# Short exercise
Turn the data below into a JSON list of strings with one string per line, omitting blank lines and the pictures.

Excerpt from the dataset
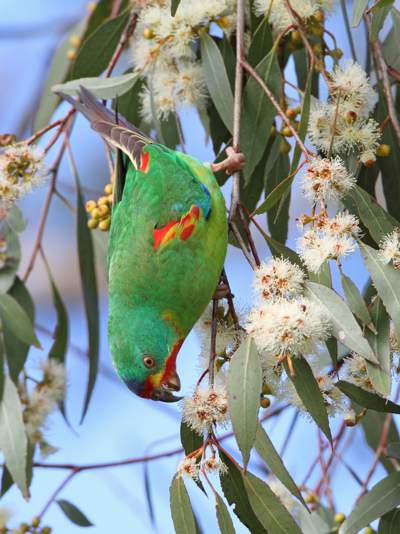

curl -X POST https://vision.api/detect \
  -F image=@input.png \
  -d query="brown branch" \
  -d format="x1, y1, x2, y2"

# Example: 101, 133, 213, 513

# The reply
[
  "curl -X POST https://vision.api/detect \\",
  "  -F image=@input.png \\",
  "  -d query=\"brown branch\" \\",
  "  -d format=\"x1, y1, x2, y2\"",
  "# Example: 101, 133, 213, 513"
]